[START PAGE EXCERPT]

After the wire section of a paper machine, the water content of a paper web is usually about four times the fiber content thereof. For this reason the web structure at this stage of formation is not permanently fixed. Moreover, the strength of the web at this stage is often insufficient to withstand the strains imposed on it in the paper machine. For these reasons, the web is passed after the forming section into a press section of the paper machine through several press nips by rollers which act against one another. The water content of the web is reduced in the press nips and, at the same time, the strength of the web is increased.
Such a mechanical dewatering treatment will of course affect several aspects both of the operation of the paper machine as well as the ultimate properties of the paper produced such, for example, as the strength, compactness and porosity of the paper. It is also known that the maximum dry-matter content which can be obtained in the web through mechanical pressing has theoretical and practical limits. In order to attain a dry matter content which exceeds such limits, further dewatering must be accomplished by means of evaporation or the like.
It is also recognized that up to certain limits, mechanical dewatering of the web by pressing the web in press nips is considerably less expensive than dewatering the web of a corresponding amount of water through evaporation. Therefore, it is usually an objective to obtain the most efficient dewatering of the web in the press section of the paper machine as is possible and in this connection the web is generally subjected to relatively high compression through the press nips.

[END PAGE EXCERPT]

SHORT TASK A: Rewrite the stretch from "It is also recognized" through "the press nips." in the paper machine passage, putting "thermal drying" wherever "evaporation" appears.

[START MATERIAL SHOWN]

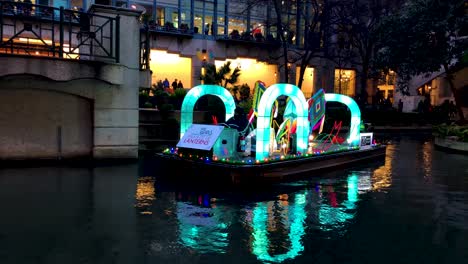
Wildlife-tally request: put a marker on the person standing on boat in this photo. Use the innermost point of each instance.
(239, 120)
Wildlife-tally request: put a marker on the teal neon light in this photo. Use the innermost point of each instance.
(186, 115)
(204, 229)
(354, 132)
(261, 243)
(264, 114)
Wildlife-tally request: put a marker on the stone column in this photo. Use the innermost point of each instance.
(116, 106)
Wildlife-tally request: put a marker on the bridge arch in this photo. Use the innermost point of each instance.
(186, 112)
(264, 113)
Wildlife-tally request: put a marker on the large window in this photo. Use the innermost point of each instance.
(171, 66)
(238, 14)
(204, 12)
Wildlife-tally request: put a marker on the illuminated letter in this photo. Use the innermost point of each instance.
(264, 112)
(354, 132)
(186, 115)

[END MATERIAL SHOWN]

SHORT TASK B: How many lines of the listing contain the string "standing"? Case counts. Give only the number.

FULL ANSWER A:
It is also recognized that up to certain limits, mechanical dewatering of the web by pressing the web in press nips is considerably less expensive than dewatering the web of a corresponding amount of water through thermal drying. Therefore, it is usually an objective to obtain the most efficient dewatering of the web in the press section of the paper machine as is possible and in this connection the web is generally subjected to relatively high compression through the press nips.

FULL ANSWER B: 1